QUELLTEXT:
• • • •
Beitrag von fredl99 »

Nachdem mich das Thema weiterhin beschäftigt hat und auch im Netz die gleiche Frage immer wieder auftaucht, fasse ich hier kurz zusammen, was sich im Bezug auf unsere Getriebedeckel daraus ableiten lässt.
Wohlgemerkt: Ich will weder einen Glaubenskrieg noch eine Grundsatzdiskussion auslösen, sondern dem Leser Informationen als Entscheidungshilfe geben. Es steht jedem frei wie er sich danach selbst entscheidet. Der Unterschied bei den Kosten beträgt knapp 20,-
Die technischen Hintergründe können in den genannten Links bzw. über Google nachgelesen werden.

1. werden nach wie vor bei Neukauf Stahlschrauben geliefert. Diese sind mit Sicherungslack vorbehandelt, der offensichtlich maschinell immer exakt gleich aufgetragen wurde.
2. Die korrekte Befestigung laut Leitfaden geschieht mit 15Nm+90° Nachdrehwinkel. Der Sinn ist, daß der Sicherungslack einen definierten Reibwert verursacht und über die Nachdrehung eine definierte plastische Verformung der Schraube erfolgt. Damit sind alle 12 Deckelschrauben gleichmäßig fest angezogen, wodurch das Gehäuse spannungsfrei verschlossen und die Dichtung gleichmäßig angepresst wird.
3. Bereits gedehnte Schrauben halten einer weiteren Nachdrehung nicht auf Dauer Stand. Die neuerliche Verformung ergibt auch nicht mehr den ursprünglich vorgesehenen Anpressdruck und Ausgleichsfähigkeit gegen Materialdehnung wegen Temperaturschwankungen. (Schwankungsbereich von Außentemperatur bis über 100°C! → Alu- bzw. Magnesiumlegierung!)
• • • •
EINGABE:
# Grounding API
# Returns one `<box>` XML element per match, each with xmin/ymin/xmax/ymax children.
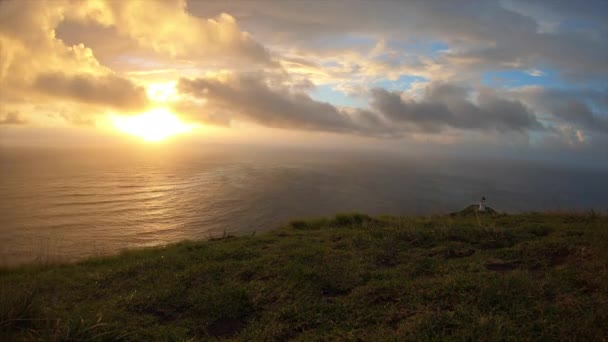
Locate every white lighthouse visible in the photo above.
<box><xmin>479</xmin><ymin>196</ymin><xmax>486</xmax><ymax>211</ymax></box>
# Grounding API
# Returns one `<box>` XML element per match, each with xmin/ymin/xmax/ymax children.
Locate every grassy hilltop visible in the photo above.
<box><xmin>0</xmin><ymin>213</ymin><xmax>608</xmax><ymax>341</ymax></box>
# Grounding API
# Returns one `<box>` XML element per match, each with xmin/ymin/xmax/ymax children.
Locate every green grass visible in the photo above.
<box><xmin>0</xmin><ymin>213</ymin><xmax>608</xmax><ymax>341</ymax></box>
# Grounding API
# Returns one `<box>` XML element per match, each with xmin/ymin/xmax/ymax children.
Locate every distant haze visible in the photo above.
<box><xmin>0</xmin><ymin>147</ymin><xmax>608</xmax><ymax>264</ymax></box>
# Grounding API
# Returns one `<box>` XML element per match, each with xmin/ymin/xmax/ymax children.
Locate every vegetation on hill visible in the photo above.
<box><xmin>0</xmin><ymin>213</ymin><xmax>608</xmax><ymax>341</ymax></box>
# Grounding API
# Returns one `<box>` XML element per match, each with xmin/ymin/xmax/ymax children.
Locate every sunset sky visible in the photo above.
<box><xmin>0</xmin><ymin>0</ymin><xmax>608</xmax><ymax>162</ymax></box>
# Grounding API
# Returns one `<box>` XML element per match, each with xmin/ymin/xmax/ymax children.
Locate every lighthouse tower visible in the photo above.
<box><xmin>479</xmin><ymin>196</ymin><xmax>486</xmax><ymax>211</ymax></box>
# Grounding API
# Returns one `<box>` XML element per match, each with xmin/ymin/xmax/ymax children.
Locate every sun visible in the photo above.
<box><xmin>111</xmin><ymin>107</ymin><xmax>193</xmax><ymax>142</ymax></box>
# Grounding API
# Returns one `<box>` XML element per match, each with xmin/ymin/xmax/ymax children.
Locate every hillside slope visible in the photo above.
<box><xmin>0</xmin><ymin>213</ymin><xmax>608</xmax><ymax>341</ymax></box>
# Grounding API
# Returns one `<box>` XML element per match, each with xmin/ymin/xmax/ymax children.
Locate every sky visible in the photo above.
<box><xmin>0</xmin><ymin>0</ymin><xmax>608</xmax><ymax>162</ymax></box>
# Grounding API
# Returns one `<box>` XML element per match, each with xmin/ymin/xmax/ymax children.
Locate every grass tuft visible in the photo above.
<box><xmin>0</xmin><ymin>212</ymin><xmax>608</xmax><ymax>341</ymax></box>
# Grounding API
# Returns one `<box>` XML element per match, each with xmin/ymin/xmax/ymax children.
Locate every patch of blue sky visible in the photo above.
<box><xmin>481</xmin><ymin>69</ymin><xmax>560</xmax><ymax>88</ymax></box>
<box><xmin>315</xmin><ymin>35</ymin><xmax>377</xmax><ymax>49</ymax></box>
<box><xmin>387</xmin><ymin>40</ymin><xmax>449</xmax><ymax>57</ymax></box>
<box><xmin>482</xmin><ymin>68</ymin><xmax>608</xmax><ymax>91</ymax></box>
<box><xmin>310</xmin><ymin>84</ymin><xmax>367</xmax><ymax>107</ymax></box>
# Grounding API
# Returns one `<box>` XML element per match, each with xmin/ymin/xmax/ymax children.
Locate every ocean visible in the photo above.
<box><xmin>0</xmin><ymin>147</ymin><xmax>608</xmax><ymax>265</ymax></box>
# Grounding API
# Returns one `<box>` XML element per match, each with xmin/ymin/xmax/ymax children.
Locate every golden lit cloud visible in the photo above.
<box><xmin>111</xmin><ymin>107</ymin><xmax>194</xmax><ymax>142</ymax></box>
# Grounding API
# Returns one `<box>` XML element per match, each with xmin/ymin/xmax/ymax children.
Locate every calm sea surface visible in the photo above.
<box><xmin>0</xmin><ymin>148</ymin><xmax>608</xmax><ymax>264</ymax></box>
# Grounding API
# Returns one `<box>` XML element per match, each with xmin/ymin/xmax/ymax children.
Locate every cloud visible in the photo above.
<box><xmin>190</xmin><ymin>0</ymin><xmax>608</xmax><ymax>80</ymax></box>
<box><xmin>371</xmin><ymin>83</ymin><xmax>543</xmax><ymax>132</ymax></box>
<box><xmin>178</xmin><ymin>74</ymin><xmax>390</xmax><ymax>133</ymax></box>
<box><xmin>0</xmin><ymin>0</ymin><xmax>272</xmax><ymax>125</ymax></box>
<box><xmin>0</xmin><ymin>111</ymin><xmax>27</xmax><ymax>125</ymax></box>
<box><xmin>513</xmin><ymin>86</ymin><xmax>608</xmax><ymax>134</ymax></box>
<box><xmin>34</xmin><ymin>73</ymin><xmax>148</xmax><ymax>111</ymax></box>
<box><xmin>62</xmin><ymin>0</ymin><xmax>272</xmax><ymax>65</ymax></box>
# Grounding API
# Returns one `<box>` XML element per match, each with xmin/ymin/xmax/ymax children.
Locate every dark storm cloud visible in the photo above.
<box><xmin>34</xmin><ymin>73</ymin><xmax>148</xmax><ymax>110</ymax></box>
<box><xmin>371</xmin><ymin>83</ymin><xmax>543</xmax><ymax>132</ymax></box>
<box><xmin>178</xmin><ymin>75</ymin><xmax>543</xmax><ymax>137</ymax></box>
<box><xmin>516</xmin><ymin>87</ymin><xmax>608</xmax><ymax>133</ymax></box>
<box><xmin>178</xmin><ymin>74</ymin><xmax>392</xmax><ymax>134</ymax></box>
<box><xmin>189</xmin><ymin>0</ymin><xmax>608</xmax><ymax>80</ymax></box>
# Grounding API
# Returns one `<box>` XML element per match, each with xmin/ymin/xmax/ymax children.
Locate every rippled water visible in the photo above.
<box><xmin>0</xmin><ymin>149</ymin><xmax>608</xmax><ymax>264</ymax></box>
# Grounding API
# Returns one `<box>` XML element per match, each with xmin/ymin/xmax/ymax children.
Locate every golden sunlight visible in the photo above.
<box><xmin>112</xmin><ymin>108</ymin><xmax>193</xmax><ymax>142</ymax></box>
<box><xmin>146</xmin><ymin>82</ymin><xmax>177</xmax><ymax>102</ymax></box>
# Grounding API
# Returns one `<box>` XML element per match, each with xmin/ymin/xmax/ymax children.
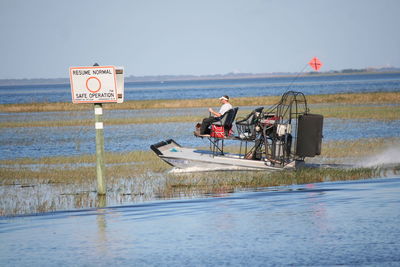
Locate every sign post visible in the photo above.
<box><xmin>69</xmin><ymin>65</ymin><xmax>124</xmax><ymax>195</ymax></box>
<box><xmin>94</xmin><ymin>103</ymin><xmax>106</xmax><ymax>195</ymax></box>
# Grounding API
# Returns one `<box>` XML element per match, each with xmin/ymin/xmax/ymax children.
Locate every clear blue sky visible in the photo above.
<box><xmin>0</xmin><ymin>0</ymin><xmax>400</xmax><ymax>79</ymax></box>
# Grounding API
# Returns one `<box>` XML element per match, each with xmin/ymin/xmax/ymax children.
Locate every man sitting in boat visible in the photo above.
<box><xmin>200</xmin><ymin>95</ymin><xmax>232</xmax><ymax>135</ymax></box>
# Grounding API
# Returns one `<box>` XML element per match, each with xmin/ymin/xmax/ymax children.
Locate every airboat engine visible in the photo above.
<box><xmin>261</xmin><ymin>91</ymin><xmax>323</xmax><ymax>166</ymax></box>
<box><xmin>296</xmin><ymin>114</ymin><xmax>324</xmax><ymax>158</ymax></box>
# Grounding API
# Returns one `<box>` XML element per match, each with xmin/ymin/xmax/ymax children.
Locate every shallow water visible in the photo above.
<box><xmin>0</xmin><ymin>177</ymin><xmax>400</xmax><ymax>266</ymax></box>
<box><xmin>0</xmin><ymin>73</ymin><xmax>400</xmax><ymax>104</ymax></box>
<box><xmin>0</xmin><ymin>112</ymin><xmax>400</xmax><ymax>160</ymax></box>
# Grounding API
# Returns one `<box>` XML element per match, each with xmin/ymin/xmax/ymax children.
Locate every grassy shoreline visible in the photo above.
<box><xmin>0</xmin><ymin>138</ymin><xmax>400</xmax><ymax>216</ymax></box>
<box><xmin>0</xmin><ymin>92</ymin><xmax>400</xmax><ymax>113</ymax></box>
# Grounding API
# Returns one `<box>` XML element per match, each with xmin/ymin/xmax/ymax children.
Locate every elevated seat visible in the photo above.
<box><xmin>208</xmin><ymin>108</ymin><xmax>239</xmax><ymax>155</ymax></box>
<box><xmin>236</xmin><ymin>107</ymin><xmax>264</xmax><ymax>140</ymax></box>
<box><xmin>210</xmin><ymin>108</ymin><xmax>239</xmax><ymax>138</ymax></box>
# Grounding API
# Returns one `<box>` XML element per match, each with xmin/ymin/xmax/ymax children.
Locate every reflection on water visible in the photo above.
<box><xmin>0</xmin><ymin>178</ymin><xmax>400</xmax><ymax>266</ymax></box>
<box><xmin>0</xmin><ymin>114</ymin><xmax>400</xmax><ymax>160</ymax></box>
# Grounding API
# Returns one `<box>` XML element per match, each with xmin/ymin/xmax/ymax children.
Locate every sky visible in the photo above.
<box><xmin>0</xmin><ymin>0</ymin><xmax>400</xmax><ymax>79</ymax></box>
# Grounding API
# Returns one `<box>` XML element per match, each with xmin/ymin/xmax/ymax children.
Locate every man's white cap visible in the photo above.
<box><xmin>219</xmin><ymin>95</ymin><xmax>229</xmax><ymax>101</ymax></box>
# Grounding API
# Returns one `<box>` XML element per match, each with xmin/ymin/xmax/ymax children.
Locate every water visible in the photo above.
<box><xmin>0</xmin><ymin>109</ymin><xmax>400</xmax><ymax>160</ymax></box>
<box><xmin>0</xmin><ymin>177</ymin><xmax>400</xmax><ymax>266</ymax></box>
<box><xmin>0</xmin><ymin>73</ymin><xmax>400</xmax><ymax>104</ymax></box>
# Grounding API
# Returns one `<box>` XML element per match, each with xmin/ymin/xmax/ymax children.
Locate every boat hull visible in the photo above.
<box><xmin>151</xmin><ymin>139</ymin><xmax>295</xmax><ymax>172</ymax></box>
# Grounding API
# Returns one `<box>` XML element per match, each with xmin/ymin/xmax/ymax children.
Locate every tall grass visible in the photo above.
<box><xmin>0</xmin><ymin>105</ymin><xmax>400</xmax><ymax>128</ymax></box>
<box><xmin>0</xmin><ymin>92</ymin><xmax>400</xmax><ymax>112</ymax></box>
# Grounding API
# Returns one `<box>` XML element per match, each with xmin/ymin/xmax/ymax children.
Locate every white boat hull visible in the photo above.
<box><xmin>151</xmin><ymin>140</ymin><xmax>295</xmax><ymax>172</ymax></box>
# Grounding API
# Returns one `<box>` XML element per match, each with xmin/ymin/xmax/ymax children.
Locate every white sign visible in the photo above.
<box><xmin>69</xmin><ymin>66</ymin><xmax>120</xmax><ymax>103</ymax></box>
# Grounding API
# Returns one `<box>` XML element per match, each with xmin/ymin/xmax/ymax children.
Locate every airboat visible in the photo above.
<box><xmin>150</xmin><ymin>91</ymin><xmax>323</xmax><ymax>172</ymax></box>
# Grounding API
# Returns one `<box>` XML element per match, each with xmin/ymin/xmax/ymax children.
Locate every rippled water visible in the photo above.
<box><xmin>0</xmin><ymin>73</ymin><xmax>400</xmax><ymax>104</ymax></box>
<box><xmin>0</xmin><ymin>109</ymin><xmax>400</xmax><ymax>160</ymax></box>
<box><xmin>0</xmin><ymin>178</ymin><xmax>400</xmax><ymax>266</ymax></box>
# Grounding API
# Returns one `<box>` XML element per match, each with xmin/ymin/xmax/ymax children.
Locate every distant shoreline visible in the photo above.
<box><xmin>0</xmin><ymin>68</ymin><xmax>400</xmax><ymax>86</ymax></box>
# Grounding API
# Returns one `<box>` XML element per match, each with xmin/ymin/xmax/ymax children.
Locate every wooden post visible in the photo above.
<box><xmin>94</xmin><ymin>103</ymin><xmax>107</xmax><ymax>195</ymax></box>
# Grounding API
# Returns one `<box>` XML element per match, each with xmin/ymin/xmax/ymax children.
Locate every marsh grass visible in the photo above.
<box><xmin>0</xmin><ymin>105</ymin><xmax>400</xmax><ymax>128</ymax></box>
<box><xmin>0</xmin><ymin>92</ymin><xmax>400</xmax><ymax>112</ymax></box>
<box><xmin>0</xmin><ymin>138</ymin><xmax>400</xmax><ymax>216</ymax></box>
<box><xmin>163</xmin><ymin>168</ymin><xmax>381</xmax><ymax>197</ymax></box>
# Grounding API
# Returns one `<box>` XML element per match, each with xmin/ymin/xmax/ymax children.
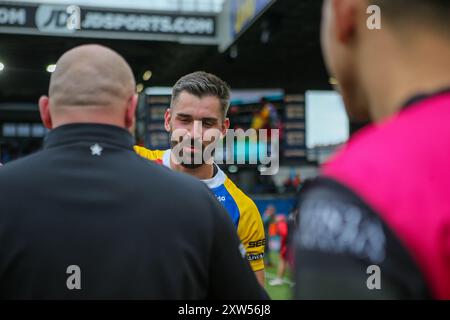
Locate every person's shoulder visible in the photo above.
<box><xmin>224</xmin><ymin>177</ymin><xmax>260</xmax><ymax>216</ymax></box>
<box><xmin>295</xmin><ymin>177</ymin><xmax>386</xmax><ymax>263</ymax></box>
<box><xmin>133</xmin><ymin>145</ymin><xmax>165</xmax><ymax>161</ymax></box>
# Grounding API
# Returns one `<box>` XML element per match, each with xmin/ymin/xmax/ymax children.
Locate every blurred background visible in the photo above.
<box><xmin>0</xmin><ymin>0</ymin><xmax>362</xmax><ymax>298</ymax></box>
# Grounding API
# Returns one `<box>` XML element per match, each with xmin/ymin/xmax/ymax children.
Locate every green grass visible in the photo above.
<box><xmin>265</xmin><ymin>251</ymin><xmax>293</xmax><ymax>300</ymax></box>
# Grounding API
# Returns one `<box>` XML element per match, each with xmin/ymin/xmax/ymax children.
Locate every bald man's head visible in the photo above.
<box><xmin>39</xmin><ymin>45</ymin><xmax>137</xmax><ymax>129</ymax></box>
<box><xmin>49</xmin><ymin>45</ymin><xmax>135</xmax><ymax>111</ymax></box>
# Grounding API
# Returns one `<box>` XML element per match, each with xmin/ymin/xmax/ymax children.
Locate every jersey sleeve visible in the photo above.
<box><xmin>134</xmin><ymin>146</ymin><xmax>164</xmax><ymax>162</ymax></box>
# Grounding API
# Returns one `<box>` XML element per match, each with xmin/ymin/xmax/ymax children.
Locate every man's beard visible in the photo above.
<box><xmin>170</xmin><ymin>138</ymin><xmax>215</xmax><ymax>169</ymax></box>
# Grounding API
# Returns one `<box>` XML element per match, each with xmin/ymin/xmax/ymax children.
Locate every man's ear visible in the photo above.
<box><xmin>221</xmin><ymin>118</ymin><xmax>230</xmax><ymax>138</ymax></box>
<box><xmin>331</xmin><ymin>0</ymin><xmax>361</xmax><ymax>44</ymax></box>
<box><xmin>164</xmin><ymin>108</ymin><xmax>172</xmax><ymax>132</ymax></box>
<box><xmin>125</xmin><ymin>94</ymin><xmax>139</xmax><ymax>129</ymax></box>
<box><xmin>39</xmin><ymin>96</ymin><xmax>53</xmax><ymax>129</ymax></box>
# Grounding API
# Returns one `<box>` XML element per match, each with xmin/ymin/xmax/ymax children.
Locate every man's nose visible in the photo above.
<box><xmin>189</xmin><ymin>120</ymin><xmax>203</xmax><ymax>139</ymax></box>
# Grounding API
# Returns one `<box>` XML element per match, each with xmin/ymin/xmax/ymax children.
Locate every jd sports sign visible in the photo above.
<box><xmin>0</xmin><ymin>3</ymin><xmax>216</xmax><ymax>40</ymax></box>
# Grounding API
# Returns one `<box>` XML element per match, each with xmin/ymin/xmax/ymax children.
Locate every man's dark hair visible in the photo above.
<box><xmin>369</xmin><ymin>0</ymin><xmax>450</xmax><ymax>34</ymax></box>
<box><xmin>172</xmin><ymin>71</ymin><xmax>230</xmax><ymax>118</ymax></box>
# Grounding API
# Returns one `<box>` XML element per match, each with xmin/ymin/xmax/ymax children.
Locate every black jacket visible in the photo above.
<box><xmin>0</xmin><ymin>124</ymin><xmax>265</xmax><ymax>299</ymax></box>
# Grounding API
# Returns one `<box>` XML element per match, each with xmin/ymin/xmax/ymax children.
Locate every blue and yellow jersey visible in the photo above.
<box><xmin>134</xmin><ymin>146</ymin><xmax>266</xmax><ymax>271</ymax></box>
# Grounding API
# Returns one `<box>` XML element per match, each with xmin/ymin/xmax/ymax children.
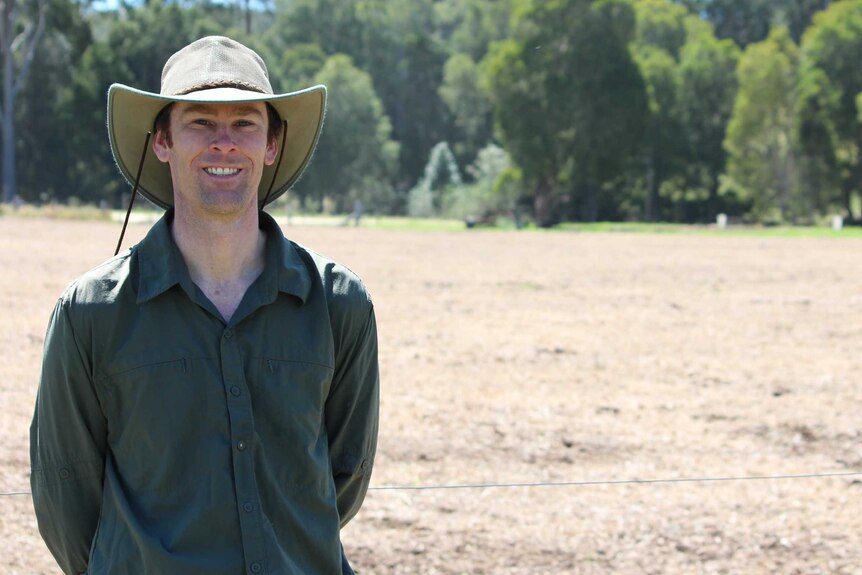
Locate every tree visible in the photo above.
<box><xmin>635</xmin><ymin>0</ymin><xmax>692</xmax><ymax>220</ymax></box>
<box><xmin>439</xmin><ymin>54</ymin><xmax>493</xmax><ymax>170</ymax></box>
<box><xmin>0</xmin><ymin>0</ymin><xmax>48</xmax><ymax>202</ymax></box>
<box><xmin>61</xmin><ymin>0</ymin><xmax>230</xmax><ymax>205</ymax></box>
<box><xmin>296</xmin><ymin>54</ymin><xmax>398</xmax><ymax>213</ymax></box>
<box><xmin>485</xmin><ymin>0</ymin><xmax>647</xmax><ymax>226</ymax></box>
<box><xmin>270</xmin><ymin>0</ymin><xmax>451</xmax><ymax>189</ymax></box>
<box><xmin>677</xmin><ymin>0</ymin><xmax>834</xmax><ymax>48</ymax></box>
<box><xmin>798</xmin><ymin>0</ymin><xmax>862</xmax><ymax>219</ymax></box>
<box><xmin>677</xmin><ymin>20</ymin><xmax>740</xmax><ymax>221</ymax></box>
<box><xmin>15</xmin><ymin>0</ymin><xmax>91</xmax><ymax>202</ymax></box>
<box><xmin>725</xmin><ymin>28</ymin><xmax>804</xmax><ymax>220</ymax></box>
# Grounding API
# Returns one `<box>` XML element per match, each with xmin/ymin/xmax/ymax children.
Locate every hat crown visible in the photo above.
<box><xmin>161</xmin><ymin>36</ymin><xmax>272</xmax><ymax>96</ymax></box>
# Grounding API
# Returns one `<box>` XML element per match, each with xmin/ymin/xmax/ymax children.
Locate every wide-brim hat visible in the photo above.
<box><xmin>108</xmin><ymin>36</ymin><xmax>326</xmax><ymax>208</ymax></box>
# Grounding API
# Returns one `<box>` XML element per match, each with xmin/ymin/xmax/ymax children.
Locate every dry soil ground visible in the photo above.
<box><xmin>0</xmin><ymin>217</ymin><xmax>862</xmax><ymax>575</ymax></box>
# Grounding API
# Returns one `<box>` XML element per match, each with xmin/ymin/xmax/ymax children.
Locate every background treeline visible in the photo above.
<box><xmin>0</xmin><ymin>0</ymin><xmax>862</xmax><ymax>225</ymax></box>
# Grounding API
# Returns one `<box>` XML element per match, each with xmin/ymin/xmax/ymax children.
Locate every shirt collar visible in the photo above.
<box><xmin>135</xmin><ymin>208</ymin><xmax>311</xmax><ymax>304</ymax></box>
• • • •
AUFGABEN:
1. Gib alle Zeilen zurück, in denen das Wort "post" vorkommt.
2. Setze den Beitrag über die Getriebedeckelschrauben nach seinem letzten Satz fort.
Der Beitrag über die Getriebedeckelschrauben und die Zeilen sind voneinander unabhängiges Material.

ENDGÜLTIGE ANTWORTEN:
1.
Locate every sign post visible in the photo above.
Locate every wooden post visible in the photo above.

2.
4. Auch das Anziehen mit 25Nm entspricht nicht dem vorgesehenen Anpressdruck, da sich das Drehmoment aus Reibungswiderstand im Gewinde und Anpressdruck am Schraubenkopf ergibt. Gerade weil der Reibungswiderstand nicht vorhersehbar ist (Verunreinigungen, Fett- oder Ölreste, mangelhaftes oder schadhaftes Gewinde, Materialermüdung) wird der Sicherungslack als feste Größe mit bekannt (hohem) Reibwert eingesetzt. Die übrigen, nicht berechenbaren Ursachen werden so auf einen Bruchteil des gesamten Reibungswiderstands reduziert. Daher ergeben sich die 15 Nm (bei der die Schraube scheinbar bereits sehr fest sitzt) hauptsächlich aus dem „Ankleben“ des Sicherungslacks. Der eigentliche Spannvorgang beginnt von diesem definierten Punkt aus durch die gleichmäßige Nachdrehung (=plastische Verformung) aller Schrauben.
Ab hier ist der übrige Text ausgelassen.